Texto de lectura:
Pretender la forja de voluntades fuertes sin metas que las atraigan, acometer un “cómo” arduo sin tener un “para qué” valioso, puede terminar en neurosis o soberbia, en puro narcisismo, en contorsionismo intrascendente. El cultivo de la voluntad no es el exhibicionismo estoico de quien se "machaca" en el gimnasio para modelar los músculos y presumir ante sí mismo y los demás. 

Por eso es central en la práctica educativa alumbrar en los educandos grandes ideales donde dirigir la mirada y apartarla de su yo en riesgo de ser  convertido en ídolo. El ideal -la excelencia bien entendida: dar lo mejor de uno mismo por el bien de los demás, por una causa valiosa, justa y noble- ilusiona, aviva la voluntad, proporciona sentido.

Hoy, en tiempos de posverdad y pragmatismo, vemos claramente que si no hay posibilidad de hacer juicios objetivos porque, se dice, no hay verdad ni certezas, todo es pura subjetividad, relativismo. Todo, pues, vale igual. Y, si todo vale igual, nada vale nada. Y si nada vale nada ¿para qué poner en movimiento la voluntad, comprometerse? He aquí uno de los rasgos de nuestra crisis cultural. El ocaso de los ideales trae consigo el olvido de la voluntad y viceversa. No nos engañemos ni engañemos a los jóvenes: no hay posibilidad de una voluntad libre sin la presencia de ideales nobles, trascendentes. Gabriel Marcel afirmaba que hay dos formas de ser inservible para el mundo: o volviéndose de espaldas, o sumergiéndose en él. 


(Publicado en el semanario LA VERDAD el 4 de febrero de 2022)

viernes, 4 de febrero de 2022

REPENSANDO LA EDUCACIÓN (15)

    EL PAPEL DEL ESFUERZO EN EL PROCESO EDUCATIVO




Existe en la educación del carácter y la personalidad un aspecto que tiene mucho que ver con el logro del autodominio. Se trata del hábito del esfuerzo. Es un hecho de experiencia que ni todo lo que nos agrada es bueno ni lo bueno es siempre apetecible, pues a menudo  resulta costoso y es necesario pugnar frente a las dificultades. 

El esfuerzo -esa determinación de la voluntad con la que se afrontan situaciones costosas- puede no ser una virtud como tal, pero sí es un ingrediente de toda virtud genuina. La generosidad, el respeto, la paciencia, la resistencia a la frustración, la responsabilidad, el esmero en el trabajo, la constancia, la compasión… toda virtud, en fin, se adquiere por reiteración de actos a impulsos de una voluntad persistente.

Entradas:

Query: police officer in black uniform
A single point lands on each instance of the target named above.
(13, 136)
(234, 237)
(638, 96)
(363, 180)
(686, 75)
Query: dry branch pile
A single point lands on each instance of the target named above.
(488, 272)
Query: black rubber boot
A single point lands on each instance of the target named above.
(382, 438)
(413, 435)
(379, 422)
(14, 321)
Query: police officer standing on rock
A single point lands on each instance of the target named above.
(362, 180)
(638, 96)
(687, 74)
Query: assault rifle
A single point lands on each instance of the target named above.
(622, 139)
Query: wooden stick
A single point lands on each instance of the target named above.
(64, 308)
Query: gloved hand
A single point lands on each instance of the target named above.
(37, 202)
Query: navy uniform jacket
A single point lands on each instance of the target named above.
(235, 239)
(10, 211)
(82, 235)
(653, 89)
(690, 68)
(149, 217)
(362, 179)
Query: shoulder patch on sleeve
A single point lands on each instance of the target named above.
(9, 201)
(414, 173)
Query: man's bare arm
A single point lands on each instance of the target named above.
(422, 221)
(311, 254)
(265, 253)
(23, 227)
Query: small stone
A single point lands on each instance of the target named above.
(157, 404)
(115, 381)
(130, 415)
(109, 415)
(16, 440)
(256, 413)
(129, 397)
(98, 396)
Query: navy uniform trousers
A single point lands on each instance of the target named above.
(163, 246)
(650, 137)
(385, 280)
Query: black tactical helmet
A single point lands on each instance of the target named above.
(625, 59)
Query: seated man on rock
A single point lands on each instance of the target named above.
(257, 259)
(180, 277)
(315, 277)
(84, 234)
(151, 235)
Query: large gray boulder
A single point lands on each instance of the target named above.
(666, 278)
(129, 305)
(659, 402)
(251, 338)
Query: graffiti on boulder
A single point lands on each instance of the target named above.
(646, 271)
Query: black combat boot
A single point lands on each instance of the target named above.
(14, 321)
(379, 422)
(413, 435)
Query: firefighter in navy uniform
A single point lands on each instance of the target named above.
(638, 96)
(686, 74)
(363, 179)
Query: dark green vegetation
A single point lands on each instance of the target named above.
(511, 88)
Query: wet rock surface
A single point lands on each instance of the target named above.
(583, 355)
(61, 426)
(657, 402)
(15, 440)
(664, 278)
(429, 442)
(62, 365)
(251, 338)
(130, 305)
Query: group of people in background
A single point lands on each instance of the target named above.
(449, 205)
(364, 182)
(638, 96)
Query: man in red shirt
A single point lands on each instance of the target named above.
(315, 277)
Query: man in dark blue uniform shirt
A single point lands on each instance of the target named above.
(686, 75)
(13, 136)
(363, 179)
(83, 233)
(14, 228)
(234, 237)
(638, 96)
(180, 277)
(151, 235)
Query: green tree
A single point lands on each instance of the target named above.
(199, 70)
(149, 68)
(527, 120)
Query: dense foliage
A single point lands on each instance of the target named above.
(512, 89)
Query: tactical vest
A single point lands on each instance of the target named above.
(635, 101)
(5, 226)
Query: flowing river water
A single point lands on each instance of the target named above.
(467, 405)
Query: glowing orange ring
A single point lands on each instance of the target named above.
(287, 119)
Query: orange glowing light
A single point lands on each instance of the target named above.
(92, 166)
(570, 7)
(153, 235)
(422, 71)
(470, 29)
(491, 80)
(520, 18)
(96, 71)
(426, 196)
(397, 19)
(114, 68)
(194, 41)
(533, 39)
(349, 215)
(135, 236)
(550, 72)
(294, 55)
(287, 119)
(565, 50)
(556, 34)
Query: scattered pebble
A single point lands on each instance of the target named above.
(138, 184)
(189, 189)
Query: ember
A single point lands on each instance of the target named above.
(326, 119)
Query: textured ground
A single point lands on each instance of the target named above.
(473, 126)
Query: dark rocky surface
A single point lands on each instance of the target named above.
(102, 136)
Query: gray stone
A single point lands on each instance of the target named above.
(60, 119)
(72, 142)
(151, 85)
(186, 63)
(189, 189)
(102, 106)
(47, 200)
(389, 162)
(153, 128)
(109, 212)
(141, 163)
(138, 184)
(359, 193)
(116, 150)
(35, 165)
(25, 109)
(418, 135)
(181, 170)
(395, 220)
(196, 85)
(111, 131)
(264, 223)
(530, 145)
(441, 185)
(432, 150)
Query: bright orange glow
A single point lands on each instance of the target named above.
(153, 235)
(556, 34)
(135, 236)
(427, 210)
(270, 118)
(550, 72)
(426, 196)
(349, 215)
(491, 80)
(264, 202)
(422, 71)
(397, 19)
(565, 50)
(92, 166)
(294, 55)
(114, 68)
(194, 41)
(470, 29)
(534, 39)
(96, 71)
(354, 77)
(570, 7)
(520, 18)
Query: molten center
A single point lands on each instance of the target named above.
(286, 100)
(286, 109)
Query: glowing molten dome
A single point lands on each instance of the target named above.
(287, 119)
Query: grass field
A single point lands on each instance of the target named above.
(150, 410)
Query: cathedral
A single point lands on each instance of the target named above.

Tarea planteada: Actualiza el pasaje del texto de lectura desde "REPENSANDO LA EDUCACIÓN" hasta "a las dificultades.", ambos incluidos, cambiando "autodominio" por "dominio de sí mismo". Las entradas constituyen material independiente del texto de lectura.

Respuesta al ejercicio:
REPENSANDO LA EDUCACIÓN (15)

    EL PAPEL DEL ESFUERZO EN EL PROCESO EDUCATIVO




Existe en la educación del carácter y la personalidad un aspecto que tiene mucho que ver con el logro del dominio de sí mismo. Se trata del hábito del esfuerzo. Es un hecho de experiencia que ni todo lo que nos agrada es bueno ni lo bueno es siempre apetecible, pues a menudo  resulta costoso y es necesario pugnar frente a las dificultades.